[Bounding box annotation entries]
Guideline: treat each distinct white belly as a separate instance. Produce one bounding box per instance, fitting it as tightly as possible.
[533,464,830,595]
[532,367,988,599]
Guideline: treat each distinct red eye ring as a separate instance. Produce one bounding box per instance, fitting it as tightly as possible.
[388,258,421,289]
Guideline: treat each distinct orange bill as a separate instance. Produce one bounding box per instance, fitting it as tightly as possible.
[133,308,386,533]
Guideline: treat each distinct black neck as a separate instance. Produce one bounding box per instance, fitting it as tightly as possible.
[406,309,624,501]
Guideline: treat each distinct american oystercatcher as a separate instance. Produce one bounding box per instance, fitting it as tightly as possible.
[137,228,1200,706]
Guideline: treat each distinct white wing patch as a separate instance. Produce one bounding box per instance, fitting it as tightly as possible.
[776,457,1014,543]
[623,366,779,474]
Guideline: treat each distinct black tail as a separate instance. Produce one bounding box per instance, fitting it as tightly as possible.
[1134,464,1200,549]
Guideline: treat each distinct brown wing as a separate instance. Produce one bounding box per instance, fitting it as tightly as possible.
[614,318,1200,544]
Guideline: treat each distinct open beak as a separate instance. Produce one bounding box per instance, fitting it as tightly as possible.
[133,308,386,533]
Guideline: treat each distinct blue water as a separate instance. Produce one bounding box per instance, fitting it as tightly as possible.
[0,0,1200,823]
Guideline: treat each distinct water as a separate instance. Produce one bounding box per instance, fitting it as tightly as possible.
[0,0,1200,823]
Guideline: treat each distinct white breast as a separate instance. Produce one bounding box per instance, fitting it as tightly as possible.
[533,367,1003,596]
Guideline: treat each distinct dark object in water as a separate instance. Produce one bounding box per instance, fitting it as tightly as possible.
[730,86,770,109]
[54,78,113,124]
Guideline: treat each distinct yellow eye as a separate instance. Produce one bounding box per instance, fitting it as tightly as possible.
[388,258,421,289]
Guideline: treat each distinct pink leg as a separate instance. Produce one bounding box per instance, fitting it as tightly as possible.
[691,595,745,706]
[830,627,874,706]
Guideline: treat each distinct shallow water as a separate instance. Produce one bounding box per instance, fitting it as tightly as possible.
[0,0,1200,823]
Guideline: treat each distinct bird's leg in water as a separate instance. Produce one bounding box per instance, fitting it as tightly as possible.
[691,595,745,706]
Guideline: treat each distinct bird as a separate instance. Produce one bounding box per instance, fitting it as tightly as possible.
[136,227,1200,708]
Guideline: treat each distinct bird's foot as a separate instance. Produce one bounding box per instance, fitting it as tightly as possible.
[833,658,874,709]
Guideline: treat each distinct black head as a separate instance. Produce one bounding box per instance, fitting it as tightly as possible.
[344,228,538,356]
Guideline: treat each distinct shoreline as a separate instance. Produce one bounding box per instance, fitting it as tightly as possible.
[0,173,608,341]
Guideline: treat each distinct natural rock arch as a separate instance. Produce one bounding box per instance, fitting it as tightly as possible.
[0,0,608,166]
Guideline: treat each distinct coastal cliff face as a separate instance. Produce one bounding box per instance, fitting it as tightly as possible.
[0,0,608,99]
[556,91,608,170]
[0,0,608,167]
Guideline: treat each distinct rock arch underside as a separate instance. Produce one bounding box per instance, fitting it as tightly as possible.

TO DO: Copy out all of the data above, substituting "Instruction" for every occurrence of "Guideline" and leaving everything else as it is.

THE COMPLETED TASK:
Instruction: treat each distinct white belly as a separate instance. Produce one bounding box per instance, fitting it as tightly as possible.
[533,464,830,595]
[532,367,988,599]
Instruction: treat each distinct red eye ring as a separate instance. Produce one bounding box per instance, fitting it as tightly as possible.
[388,258,421,289]
Instruction: treat each distinct orange bill as a separate instance. Produce one bounding box per instance, fitting it as tightly as possible.
[133,308,386,533]
Instruction: treat each distinct black neck as a separate instance. Produce one bounding box per instance, fitting it as tightly as possible.
[406,309,624,501]
Instruction: treat each distinct american oystercatcher as a separate instance. Produce one bounding box per instance, fitting it as tightly as possible.
[137,228,1200,706]
Instruction: treat each distinct white wing patch as a separate instance. Produce one bounding box per instance, fitting it as tightly as possible.
[776,457,1014,543]
[623,366,779,474]
Instruction: treat each distinct black tail as a separate instance. Produce one bounding box per instance, fitting it as tightly as possible.
[1134,464,1200,549]
Instruction: treat each distinct brown wing as a separate instance. Produce one bounding box per instance, fitting it as tightly as possible.
[614,318,1200,544]
Instruction: treat each distinct open beak as a separate instance. Produce one bounding box per instance, fitting it as tightly as possible.
[133,308,386,533]
Instruction: treat each distinct blue water as a separate instance. Produce one bounding box per instance, fitting it as tightly as possible.
[0,0,1200,823]
Instruction: treat each distinct water as a separate instance. Produce one bounding box per instance, fitting it as tightly as possible.
[0,0,1200,823]
Instruction: treat each distinct white breast as a separate instance. Produce one bounding box per instance, fitting it as tightly as possible.
[533,367,1003,596]
Instruction: treat each distinct dark object in water as a separate instance. Produce one bounding box per instance, fitting it as tightly as possible.
[730,86,770,109]
[54,78,113,124]
Instruction: treat each distinct yellow eye as a separate instance. Produce one bounding box per instance, fitting it as tightly as possible.
[388,258,421,289]
Instruction: treat each distinct pink leg as a separate instance. Produce one bounding box per instance, fitting it as tightly as possible.
[691,595,745,706]
[830,627,874,706]
Instruction: treat each distinct shallow water as a separate instance. Produce one bounding box per instance, fitting it as tightly as possible.
[0,0,1200,823]
Instruction: treat each distinct bird's leg in water as a separate instance. Produce one bounding box per instance, fitting it as tightly as possible.
[691,595,745,706]
Instruction: treat each distinct bird as a separate instance. Produce one bounding box per instance, fitting it as tightly as possible.
[136,227,1200,708]
Instruction: treat each distinct bird's foot as a separate instance. Produce one bounding box per instance, fitting it as tightly as possible.
[833,658,874,709]
Instruction: treat each distinct black head as a separate instance. Produce one bounding box per instance, fitting it as tightly as possible.
[344,228,538,356]
Instruction: treat each distinct shoreline as a separate instance. Produce one bounding box per instance, fitting it as tightly as possible.
[0,173,608,341]
Instruction: treat each distinct natural rock arch as a separate instance. Produce one bounding box per instance, fitting it as tightly as possible.
[0,0,608,166]
Instruction: treat each distinct coastal cliff face as a separate instance. Produce one bounding box per instance, fitting it as tightly as possible.
[0,0,608,99]
[556,91,608,170]
[0,0,608,167]
Instruction: treat each distinct rock arch underside as a separate instance. Produce one bounding box per instance, fitting it as tightly as possible.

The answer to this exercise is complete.